■ **Set tasks**:
[1] Retype the part of the appendix excerpt starting at "In practice, we" and ending at "3, Algorithm [1])".
[2] For each statement below, decide whether it agrees with the appendix excerpt. Answer yes or no, and quote the words of the appendix excerpt that decide it. (a) The quantity for y_i is usually computed from scratch. (b) The vector g is always well defined. (c) Once g is computed, computing the prior of the hypothesis vector is costly.

■ **Excerpted passage**:

In practice, we rarely need to compute the quantity \(p(\varvec{y}_i \,|\, \varvec{y}_{-ik}, s_i = k, z_i = j)\) from scratch. Instead, the statistics used in the computation of \(p(\varvec{y}_i \,|\, \varvec{y}_{-ik}, s_i = k, z_i = j)\), denoted by \((\varvec{u}_m, r_m, \nu _m, \varvec{S}_m)\) in (6), are cached as \(\varvec{T}_{jk}\); and each time \(s_i\) change its value, say from \(k_1\) to \(k_2\), only \(\varvec{T}_{jk_1}\) and \(\varvec{T}_{jk_2}\) are updated using recursion (6).

1.3 Appendix B.3: Updating the hypothesis vector (Step 3, Algorithm [1])

Let \(g_j:= P(\Vert \varvec{\gamma }\Vert _1 = j)\), \(j \in {\mathcal {J}}\). Then, under Womack’s prior,

$$\begin{aligned} g_j&= \zeta _0 \sum _{l=1}^{J - j} g_{j + l} \left( {\begin{array}{c}j + l\\ j\end{array}}\right) , \qquad j = \{0, \ldots , J - 1\}, \\ g_0&= \zeta _0 / (1 + \zeta _0), \end{aligned}$$

where \(\zeta _0\) is a hyperparameter (Womack et al. 2015). This is a non-singular linear system with \(J + 1\) equations. Hence, \(\varvec{g} = (g_j: j \in {\mathcal {J}})\) is always well defined. Once \(\varvec{g}\) is computed, the cost of computing \(\pi _0(\varvec{\gamma })\) is negligible, because Womack’s prior implies that \(\pi _0(\varvec{\gamma }) = g_{\Vert \varvec{\gamma }\Vert _1} \left( {\begin{array}{c}J\\ \Vert \varvec{\gamma }\Vert _1!\end{array}}\right) \).

■ **Provided material**:
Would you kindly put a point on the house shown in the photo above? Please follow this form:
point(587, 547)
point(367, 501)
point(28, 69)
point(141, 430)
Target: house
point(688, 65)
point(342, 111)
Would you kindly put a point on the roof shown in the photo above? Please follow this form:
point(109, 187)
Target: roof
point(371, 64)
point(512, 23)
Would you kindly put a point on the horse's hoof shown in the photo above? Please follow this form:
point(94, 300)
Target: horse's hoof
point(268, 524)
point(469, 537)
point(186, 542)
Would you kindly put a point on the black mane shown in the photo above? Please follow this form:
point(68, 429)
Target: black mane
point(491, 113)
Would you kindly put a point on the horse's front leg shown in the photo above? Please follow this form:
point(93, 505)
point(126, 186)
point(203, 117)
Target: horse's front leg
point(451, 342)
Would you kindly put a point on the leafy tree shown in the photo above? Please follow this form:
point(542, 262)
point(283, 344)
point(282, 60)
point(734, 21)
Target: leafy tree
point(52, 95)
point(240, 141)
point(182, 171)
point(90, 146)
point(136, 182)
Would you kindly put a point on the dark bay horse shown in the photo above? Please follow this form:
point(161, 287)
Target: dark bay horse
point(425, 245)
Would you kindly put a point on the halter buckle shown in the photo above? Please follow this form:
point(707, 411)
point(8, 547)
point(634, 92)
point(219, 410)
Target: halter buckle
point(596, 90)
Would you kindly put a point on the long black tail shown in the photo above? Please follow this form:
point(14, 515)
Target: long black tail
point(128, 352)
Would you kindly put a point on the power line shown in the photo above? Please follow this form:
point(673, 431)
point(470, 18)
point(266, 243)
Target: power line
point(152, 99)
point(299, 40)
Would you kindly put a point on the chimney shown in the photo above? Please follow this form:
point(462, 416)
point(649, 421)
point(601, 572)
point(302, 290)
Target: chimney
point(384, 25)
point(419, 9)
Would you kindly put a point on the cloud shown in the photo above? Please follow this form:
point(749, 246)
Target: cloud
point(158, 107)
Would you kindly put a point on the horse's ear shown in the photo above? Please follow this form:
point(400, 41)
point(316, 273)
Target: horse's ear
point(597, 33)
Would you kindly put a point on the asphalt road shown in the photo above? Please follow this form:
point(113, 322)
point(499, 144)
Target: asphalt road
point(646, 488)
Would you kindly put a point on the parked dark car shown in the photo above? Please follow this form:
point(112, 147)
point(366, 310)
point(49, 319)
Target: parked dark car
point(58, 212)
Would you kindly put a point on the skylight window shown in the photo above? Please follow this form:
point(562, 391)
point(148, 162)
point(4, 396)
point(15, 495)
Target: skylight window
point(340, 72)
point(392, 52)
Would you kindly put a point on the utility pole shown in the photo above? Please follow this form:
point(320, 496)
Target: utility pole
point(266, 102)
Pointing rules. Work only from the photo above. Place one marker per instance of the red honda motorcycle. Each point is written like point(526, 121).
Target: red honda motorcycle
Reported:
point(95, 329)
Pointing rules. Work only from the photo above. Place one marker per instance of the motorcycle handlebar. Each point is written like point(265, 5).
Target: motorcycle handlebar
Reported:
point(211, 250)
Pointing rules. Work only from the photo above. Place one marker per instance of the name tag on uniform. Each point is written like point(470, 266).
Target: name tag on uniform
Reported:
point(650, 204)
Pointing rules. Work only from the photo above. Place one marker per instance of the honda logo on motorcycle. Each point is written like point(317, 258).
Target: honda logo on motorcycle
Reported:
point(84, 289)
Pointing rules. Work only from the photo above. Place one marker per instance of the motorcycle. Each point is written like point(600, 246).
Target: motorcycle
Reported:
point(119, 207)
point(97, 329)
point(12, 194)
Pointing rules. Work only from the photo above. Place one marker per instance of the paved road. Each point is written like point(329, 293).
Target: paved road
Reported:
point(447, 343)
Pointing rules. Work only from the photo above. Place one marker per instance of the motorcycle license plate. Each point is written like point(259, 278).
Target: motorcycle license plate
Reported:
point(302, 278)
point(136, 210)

■ **Written responses**:
[1]
In practice, we rarely need to compute the quantity \(p(\varvec{y}_i \,|\, \varvec{y}_{-ik}, s_i = k, z_i = j)\) from scratch. Instead, the statistics used in the computation of \(p(\varvec{y}_i \,|\, \varvec{y}_{-ik}, s_i = k, z_i = j)\), denoted by \((\varvec{u}_m, r_m, \nu _m, \varvec{S}_m)\) in (6), are cached as \(\varvec{T}_{jk}\); and each time \(s_i\) change its value, say from \(k_1\) to \(k_2\), only \(\varvec{T}_{jk_1}\) and \(\varvec{T}_{jk_2}\) are updated using recursion (6).

1.3 Appendix B.3: Updating the hypothesis vector (Step 3, Algorithm [1])

[2]
(a) No: "In practice, we rarely need to compute the quantity"
(b) Yes: "is always well defined"
(c) No: "is negligible"